--- begin ---
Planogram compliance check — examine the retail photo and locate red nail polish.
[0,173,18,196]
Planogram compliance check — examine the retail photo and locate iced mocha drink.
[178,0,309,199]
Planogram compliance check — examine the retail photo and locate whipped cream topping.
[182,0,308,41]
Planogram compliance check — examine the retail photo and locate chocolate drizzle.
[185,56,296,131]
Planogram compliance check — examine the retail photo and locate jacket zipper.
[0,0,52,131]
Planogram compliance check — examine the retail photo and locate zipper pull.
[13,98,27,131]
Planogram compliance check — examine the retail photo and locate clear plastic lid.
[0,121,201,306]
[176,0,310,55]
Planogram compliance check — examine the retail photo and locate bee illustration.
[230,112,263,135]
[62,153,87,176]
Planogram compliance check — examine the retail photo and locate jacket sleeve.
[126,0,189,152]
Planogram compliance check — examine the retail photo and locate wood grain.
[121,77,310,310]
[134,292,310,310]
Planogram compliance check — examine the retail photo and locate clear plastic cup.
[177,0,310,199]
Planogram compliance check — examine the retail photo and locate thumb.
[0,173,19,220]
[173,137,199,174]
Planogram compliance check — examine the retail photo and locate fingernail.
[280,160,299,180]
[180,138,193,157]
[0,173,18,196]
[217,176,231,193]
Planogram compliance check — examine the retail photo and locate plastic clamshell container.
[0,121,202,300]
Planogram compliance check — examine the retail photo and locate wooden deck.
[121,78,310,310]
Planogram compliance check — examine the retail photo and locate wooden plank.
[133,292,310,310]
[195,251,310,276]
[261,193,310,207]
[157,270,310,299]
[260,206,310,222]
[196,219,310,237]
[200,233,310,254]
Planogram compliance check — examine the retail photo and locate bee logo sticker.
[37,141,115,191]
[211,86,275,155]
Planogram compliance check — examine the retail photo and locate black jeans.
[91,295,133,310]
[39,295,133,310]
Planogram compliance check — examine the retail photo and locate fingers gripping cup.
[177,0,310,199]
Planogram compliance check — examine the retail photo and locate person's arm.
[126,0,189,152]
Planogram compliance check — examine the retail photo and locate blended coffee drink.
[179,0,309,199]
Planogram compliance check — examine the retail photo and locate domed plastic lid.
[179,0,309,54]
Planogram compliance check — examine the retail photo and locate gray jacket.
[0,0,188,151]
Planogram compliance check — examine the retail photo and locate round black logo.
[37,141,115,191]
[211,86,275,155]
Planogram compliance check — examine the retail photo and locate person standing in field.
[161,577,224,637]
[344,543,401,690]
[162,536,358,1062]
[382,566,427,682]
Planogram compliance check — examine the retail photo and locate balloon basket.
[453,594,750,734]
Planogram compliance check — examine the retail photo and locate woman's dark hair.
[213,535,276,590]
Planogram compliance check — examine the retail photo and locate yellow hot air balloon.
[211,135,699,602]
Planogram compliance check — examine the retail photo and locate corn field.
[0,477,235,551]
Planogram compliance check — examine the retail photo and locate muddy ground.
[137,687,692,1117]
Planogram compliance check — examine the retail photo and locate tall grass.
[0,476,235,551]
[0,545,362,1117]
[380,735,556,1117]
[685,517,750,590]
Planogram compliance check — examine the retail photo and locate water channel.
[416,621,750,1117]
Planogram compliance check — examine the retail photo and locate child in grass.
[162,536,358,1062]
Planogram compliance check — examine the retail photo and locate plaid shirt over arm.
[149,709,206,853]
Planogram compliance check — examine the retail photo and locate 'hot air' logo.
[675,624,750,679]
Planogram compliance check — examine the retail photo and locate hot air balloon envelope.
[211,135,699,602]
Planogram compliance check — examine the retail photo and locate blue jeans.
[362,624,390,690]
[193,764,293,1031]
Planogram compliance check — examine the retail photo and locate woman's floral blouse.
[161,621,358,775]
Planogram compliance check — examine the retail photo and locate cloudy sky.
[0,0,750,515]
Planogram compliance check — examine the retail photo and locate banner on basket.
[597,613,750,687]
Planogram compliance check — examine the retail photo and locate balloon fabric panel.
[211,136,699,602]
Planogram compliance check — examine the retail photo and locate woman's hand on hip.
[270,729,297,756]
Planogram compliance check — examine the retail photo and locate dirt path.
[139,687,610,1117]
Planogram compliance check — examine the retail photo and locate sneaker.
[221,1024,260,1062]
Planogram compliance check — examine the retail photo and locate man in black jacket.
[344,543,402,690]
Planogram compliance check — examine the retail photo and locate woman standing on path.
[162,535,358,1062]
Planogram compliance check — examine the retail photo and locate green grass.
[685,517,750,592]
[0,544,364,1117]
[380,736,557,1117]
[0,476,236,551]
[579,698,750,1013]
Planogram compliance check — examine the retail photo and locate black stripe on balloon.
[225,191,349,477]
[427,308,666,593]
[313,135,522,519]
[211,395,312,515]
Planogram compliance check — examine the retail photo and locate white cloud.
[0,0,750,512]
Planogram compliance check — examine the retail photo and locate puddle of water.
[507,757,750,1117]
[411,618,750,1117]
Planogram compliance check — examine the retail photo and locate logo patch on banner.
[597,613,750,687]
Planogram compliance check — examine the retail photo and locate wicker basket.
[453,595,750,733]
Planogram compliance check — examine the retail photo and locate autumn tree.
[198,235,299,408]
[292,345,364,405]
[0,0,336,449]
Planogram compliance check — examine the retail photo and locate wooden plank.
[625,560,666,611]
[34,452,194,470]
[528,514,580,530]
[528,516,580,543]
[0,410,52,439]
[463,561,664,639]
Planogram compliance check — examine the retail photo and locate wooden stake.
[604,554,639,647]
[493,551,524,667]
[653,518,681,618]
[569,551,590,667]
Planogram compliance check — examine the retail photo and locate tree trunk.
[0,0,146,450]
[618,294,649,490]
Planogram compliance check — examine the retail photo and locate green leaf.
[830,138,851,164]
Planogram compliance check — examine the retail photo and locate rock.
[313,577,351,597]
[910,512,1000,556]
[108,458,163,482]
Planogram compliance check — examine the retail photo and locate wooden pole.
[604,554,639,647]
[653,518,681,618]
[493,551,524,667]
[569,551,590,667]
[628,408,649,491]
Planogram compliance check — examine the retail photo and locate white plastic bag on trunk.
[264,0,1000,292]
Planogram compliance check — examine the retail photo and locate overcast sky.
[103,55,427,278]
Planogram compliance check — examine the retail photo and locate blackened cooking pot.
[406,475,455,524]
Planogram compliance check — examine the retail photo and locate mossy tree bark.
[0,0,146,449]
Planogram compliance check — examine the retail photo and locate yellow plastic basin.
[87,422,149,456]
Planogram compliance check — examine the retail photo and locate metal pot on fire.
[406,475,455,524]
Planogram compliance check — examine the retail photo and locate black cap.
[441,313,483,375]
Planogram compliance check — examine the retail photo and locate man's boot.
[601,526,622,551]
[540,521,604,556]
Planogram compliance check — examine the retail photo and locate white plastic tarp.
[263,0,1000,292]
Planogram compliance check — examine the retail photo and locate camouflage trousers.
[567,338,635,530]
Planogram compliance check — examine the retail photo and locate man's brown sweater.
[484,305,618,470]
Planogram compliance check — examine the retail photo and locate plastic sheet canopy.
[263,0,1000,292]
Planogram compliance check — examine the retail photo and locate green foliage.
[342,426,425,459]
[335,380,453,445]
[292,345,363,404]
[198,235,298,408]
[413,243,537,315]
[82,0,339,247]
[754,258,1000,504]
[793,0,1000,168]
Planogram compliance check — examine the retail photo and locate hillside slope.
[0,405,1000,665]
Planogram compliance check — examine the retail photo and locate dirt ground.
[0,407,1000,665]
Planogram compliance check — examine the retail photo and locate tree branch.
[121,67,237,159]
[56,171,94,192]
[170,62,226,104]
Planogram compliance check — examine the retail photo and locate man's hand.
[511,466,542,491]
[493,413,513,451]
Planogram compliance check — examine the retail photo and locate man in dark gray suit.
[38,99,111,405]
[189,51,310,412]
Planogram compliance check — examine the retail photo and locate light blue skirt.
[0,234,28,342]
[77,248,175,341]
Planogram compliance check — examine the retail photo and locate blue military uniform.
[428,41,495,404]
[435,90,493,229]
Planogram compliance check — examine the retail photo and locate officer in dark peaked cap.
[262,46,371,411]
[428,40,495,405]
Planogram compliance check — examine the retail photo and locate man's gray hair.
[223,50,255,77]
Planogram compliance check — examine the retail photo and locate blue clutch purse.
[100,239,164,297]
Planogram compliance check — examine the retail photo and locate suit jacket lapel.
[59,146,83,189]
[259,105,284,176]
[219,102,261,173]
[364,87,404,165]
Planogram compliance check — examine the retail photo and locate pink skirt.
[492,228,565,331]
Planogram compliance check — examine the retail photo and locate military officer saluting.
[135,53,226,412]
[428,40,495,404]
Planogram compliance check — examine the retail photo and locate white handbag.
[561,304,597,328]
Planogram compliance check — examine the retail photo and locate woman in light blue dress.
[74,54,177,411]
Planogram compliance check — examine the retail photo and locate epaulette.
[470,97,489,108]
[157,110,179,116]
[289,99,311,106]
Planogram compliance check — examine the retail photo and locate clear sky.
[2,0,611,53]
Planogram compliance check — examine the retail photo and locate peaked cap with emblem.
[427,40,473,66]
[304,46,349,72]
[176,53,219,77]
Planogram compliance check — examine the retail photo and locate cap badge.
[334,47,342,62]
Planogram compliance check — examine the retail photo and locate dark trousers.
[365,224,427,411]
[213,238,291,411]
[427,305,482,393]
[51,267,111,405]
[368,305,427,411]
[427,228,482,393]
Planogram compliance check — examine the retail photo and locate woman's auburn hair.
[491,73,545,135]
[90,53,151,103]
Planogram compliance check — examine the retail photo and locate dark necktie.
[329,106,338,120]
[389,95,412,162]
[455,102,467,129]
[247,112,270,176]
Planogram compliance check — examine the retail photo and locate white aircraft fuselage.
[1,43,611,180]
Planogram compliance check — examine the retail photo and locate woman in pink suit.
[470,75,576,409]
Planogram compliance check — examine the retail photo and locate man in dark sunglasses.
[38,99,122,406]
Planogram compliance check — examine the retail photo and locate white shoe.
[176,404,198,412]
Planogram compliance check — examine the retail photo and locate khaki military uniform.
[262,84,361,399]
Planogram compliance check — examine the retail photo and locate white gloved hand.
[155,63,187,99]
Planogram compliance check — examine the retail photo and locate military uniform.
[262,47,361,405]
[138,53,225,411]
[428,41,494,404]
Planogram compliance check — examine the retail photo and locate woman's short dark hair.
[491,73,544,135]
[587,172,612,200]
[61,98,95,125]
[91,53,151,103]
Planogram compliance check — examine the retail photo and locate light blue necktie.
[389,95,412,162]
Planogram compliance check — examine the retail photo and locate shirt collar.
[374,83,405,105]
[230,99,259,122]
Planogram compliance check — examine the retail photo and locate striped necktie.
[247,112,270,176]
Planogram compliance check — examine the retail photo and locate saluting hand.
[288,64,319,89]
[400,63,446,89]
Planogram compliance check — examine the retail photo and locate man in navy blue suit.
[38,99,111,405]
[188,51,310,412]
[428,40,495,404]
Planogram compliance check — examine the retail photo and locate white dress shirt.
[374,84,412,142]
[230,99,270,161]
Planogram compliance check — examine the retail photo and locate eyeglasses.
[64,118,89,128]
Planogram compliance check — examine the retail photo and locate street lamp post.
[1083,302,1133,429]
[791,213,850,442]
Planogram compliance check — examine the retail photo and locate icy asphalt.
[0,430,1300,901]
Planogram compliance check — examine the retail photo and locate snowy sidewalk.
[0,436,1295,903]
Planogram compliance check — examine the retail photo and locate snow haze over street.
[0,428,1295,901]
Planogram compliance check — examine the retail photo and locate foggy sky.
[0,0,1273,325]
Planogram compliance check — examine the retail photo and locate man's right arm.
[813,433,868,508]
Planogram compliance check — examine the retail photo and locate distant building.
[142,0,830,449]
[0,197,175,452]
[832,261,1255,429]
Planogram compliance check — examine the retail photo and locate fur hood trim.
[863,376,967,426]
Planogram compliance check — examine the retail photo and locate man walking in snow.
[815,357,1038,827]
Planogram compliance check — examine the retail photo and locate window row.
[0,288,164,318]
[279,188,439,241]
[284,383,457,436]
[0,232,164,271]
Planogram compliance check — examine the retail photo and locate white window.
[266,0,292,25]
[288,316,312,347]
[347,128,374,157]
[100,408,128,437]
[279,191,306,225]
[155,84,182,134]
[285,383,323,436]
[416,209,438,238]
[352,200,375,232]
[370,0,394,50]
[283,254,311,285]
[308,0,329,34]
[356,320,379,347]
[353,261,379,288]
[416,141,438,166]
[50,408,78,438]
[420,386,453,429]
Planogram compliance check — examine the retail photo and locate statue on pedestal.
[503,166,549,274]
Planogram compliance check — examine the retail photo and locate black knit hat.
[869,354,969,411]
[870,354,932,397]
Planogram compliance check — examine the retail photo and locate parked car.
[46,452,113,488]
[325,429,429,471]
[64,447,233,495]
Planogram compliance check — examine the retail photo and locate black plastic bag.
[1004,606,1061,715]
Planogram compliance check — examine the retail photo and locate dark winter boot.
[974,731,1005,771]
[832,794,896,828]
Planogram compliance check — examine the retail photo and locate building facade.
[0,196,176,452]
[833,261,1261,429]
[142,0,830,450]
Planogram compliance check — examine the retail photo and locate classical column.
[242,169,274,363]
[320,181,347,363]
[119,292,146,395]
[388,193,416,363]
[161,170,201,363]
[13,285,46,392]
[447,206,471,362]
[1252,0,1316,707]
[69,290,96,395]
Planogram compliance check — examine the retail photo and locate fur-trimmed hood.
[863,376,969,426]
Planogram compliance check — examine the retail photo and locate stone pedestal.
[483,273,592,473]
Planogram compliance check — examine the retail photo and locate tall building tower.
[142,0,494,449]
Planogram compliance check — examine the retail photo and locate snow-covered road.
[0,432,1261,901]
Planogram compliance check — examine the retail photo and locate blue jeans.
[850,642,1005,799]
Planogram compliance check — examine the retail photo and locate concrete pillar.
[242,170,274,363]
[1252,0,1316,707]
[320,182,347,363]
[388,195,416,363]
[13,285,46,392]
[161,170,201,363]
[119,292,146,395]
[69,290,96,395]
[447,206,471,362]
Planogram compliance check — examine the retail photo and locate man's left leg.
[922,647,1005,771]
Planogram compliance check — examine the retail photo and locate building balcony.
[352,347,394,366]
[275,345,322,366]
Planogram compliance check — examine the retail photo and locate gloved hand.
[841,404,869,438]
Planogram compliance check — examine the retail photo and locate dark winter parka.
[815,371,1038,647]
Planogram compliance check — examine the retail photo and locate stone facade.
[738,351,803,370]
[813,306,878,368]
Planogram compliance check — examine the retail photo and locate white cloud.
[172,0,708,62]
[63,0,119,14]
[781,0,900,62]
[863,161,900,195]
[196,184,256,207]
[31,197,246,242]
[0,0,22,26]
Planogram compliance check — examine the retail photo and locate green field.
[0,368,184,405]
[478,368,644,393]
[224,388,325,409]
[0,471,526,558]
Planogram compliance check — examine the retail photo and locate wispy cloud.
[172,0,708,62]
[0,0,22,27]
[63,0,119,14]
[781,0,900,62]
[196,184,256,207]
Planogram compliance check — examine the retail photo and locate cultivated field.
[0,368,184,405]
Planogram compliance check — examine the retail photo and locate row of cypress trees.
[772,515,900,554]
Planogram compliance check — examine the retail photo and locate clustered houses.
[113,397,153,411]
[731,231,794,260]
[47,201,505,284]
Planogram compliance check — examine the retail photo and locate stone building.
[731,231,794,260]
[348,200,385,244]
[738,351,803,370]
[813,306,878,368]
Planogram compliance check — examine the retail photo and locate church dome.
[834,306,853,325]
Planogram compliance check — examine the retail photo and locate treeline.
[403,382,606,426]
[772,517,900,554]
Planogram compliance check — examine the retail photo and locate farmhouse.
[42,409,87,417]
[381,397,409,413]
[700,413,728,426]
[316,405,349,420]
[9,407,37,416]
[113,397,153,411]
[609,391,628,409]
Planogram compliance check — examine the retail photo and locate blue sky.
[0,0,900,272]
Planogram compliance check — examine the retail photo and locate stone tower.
--- end ---
*Directive*. Copy out the records above word for word, from the line with "standing on path." to the line with "[463,561,664,639]", including both of those lines.

*Answer for this exercise*.
Planogram compliance check — examine the retail photo and locate woman standing on path.
[162,535,358,1062]
Planogram compliance check — examine the retail photo and locate green grass.
[685,517,750,592]
[0,544,364,1117]
[380,736,557,1117]
[0,476,236,551]
[579,698,750,1013]
Planogram compliance check — examine the retail photo and locate black stripe on balloon.
[225,191,349,477]
[427,308,666,593]
[313,135,522,519]
[211,395,312,515]
Planogram compliance check — examine the retail photo and locate white cloud.
[0,0,750,512]
Planogram compliance check — examine the retail photo and locate puddle of water.
[507,757,750,1117]
[411,618,750,1117]
Planogram compliance check — examine the retail photo and locate logo patch on banner.
[597,613,750,687]
Planogram compliance check — examine the retail photo and locate wicker basket.
[453,595,750,733]
Planogram compliance check — examine the retail photo and locate autumn tree.
[198,235,299,408]
[292,345,364,405]
[0,0,336,449]
Planogram compliance check — examine the retail photo and locate wooden plank.
[625,560,666,611]
[34,452,194,470]
[528,514,580,530]
[528,516,580,543]
[0,410,52,439]
[463,561,664,639]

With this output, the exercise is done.